------ SUPPLIED TEXT
Why does assignment operator call both copy ctor and assignment operator?

Question

Here is my code which I expect to output "Assignment" but getting both "copy" and "Assignment ".

#include <iostream>
using namespace std;

class Test
{
public:
    Test(){}
    Test(Test &t){ cout<<"\n copy ";}
    void operator = (Test t) {cout<<"\n Assignment ";}
};

void main()
{
Test t1;    //default ctor
Test t3;
t3=t1;    //Assignment 
}

If I change my code to

void operator = (Test &t) {cout<<"\n Assignment ";}

I get expected ouput only "Assignment".

What is the difference in both?

Answer 1

The difference is that the argument Test t passes t by value . That invokes the copy constructor to create a separate local copy that you can use within the function.

When you use Test &t (note that it should have been const Test &t ), you are passing a reference to the original value, thus avoiding copying.

Notes:

• the correct signature of an assignment operator is this (satisfy the return value by return *this; ):

   Test & operator = (const Test &t); 

• the correct signature for copy constructor is this:

   Test(const Test &t); 

Answer 2

void operator=(Test t) { ... }

Expects the argument by value. The argument t is constructed by using the copy constructor.

void operator=(Test& t) { ... }

expects the argument by reference. The reference is an alias to the object used to call the function. Hence, it does not create a new object.

Answer 3

When you do following:

operator = (Test t)

compiler makes a copy of t1 to create t3....

you mean passing a reference of Test instead of a copy....

do

void operator = (Test& t) { cout << "\n Assignment "; }

instead of

void operator = (Test t) { cout << "\n Assignment "; }
------------
◆ **TO BE DONE**
1. In the C++ thread, what does passing the argument as Test t invoke?
2. List every member function declared inside class Test in the original code of the C++ thread.
3. Copy the C++ thread from "expects the argument by reference." to "to create t3....", keeping every character unchanged.
The rows that come next are separate material, unconnected to the C++ thread.
------ ITEMS
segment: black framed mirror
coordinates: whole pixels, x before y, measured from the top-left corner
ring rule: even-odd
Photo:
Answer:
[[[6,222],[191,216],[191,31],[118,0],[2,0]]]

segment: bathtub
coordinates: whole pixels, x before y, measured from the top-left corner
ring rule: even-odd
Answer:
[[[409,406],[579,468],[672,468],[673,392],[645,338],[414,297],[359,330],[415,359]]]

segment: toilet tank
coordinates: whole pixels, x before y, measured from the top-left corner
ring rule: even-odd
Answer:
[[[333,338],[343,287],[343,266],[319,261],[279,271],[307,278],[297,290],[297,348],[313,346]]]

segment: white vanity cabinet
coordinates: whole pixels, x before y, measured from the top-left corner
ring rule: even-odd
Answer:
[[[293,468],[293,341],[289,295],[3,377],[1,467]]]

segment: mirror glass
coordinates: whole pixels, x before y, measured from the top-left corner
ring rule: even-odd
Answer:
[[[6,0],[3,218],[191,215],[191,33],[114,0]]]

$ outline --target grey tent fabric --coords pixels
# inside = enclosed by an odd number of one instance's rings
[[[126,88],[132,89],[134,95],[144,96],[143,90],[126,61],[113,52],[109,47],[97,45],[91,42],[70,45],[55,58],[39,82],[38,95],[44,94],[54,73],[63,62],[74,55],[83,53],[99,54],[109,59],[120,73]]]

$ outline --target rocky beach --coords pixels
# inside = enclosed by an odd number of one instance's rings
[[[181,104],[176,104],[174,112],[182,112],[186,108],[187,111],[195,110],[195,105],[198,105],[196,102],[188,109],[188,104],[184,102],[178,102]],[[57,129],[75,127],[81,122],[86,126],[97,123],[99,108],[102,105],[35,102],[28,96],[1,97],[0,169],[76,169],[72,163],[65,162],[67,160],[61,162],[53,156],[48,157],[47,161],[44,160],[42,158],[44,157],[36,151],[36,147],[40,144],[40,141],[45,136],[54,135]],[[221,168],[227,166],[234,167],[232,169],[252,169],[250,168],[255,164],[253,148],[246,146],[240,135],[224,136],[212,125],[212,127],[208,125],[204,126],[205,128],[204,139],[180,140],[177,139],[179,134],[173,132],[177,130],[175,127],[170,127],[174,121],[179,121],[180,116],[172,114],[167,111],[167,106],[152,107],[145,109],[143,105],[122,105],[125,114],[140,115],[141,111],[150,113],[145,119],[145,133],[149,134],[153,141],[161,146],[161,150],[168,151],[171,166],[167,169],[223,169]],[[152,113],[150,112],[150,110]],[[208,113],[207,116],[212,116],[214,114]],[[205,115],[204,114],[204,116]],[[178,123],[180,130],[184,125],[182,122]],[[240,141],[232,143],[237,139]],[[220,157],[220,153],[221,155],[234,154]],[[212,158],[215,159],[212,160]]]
------------
◆ **REPLIES**
1. It invokes the copy constructor, which creates a separate local copy for use within the function.

2.
- Test(){}
- Test(Test &t){ cout<<"\n copy ";}
- void operator = (Test t) {cout<<"\n Assignment ";}

3.
expects the argument by reference. The reference is an alias to the object used to call the function. Hence, it does not create a new object.

Answer 3

When you do following:

operator = (Test t)

compiler makes a copy of t1 to create t3....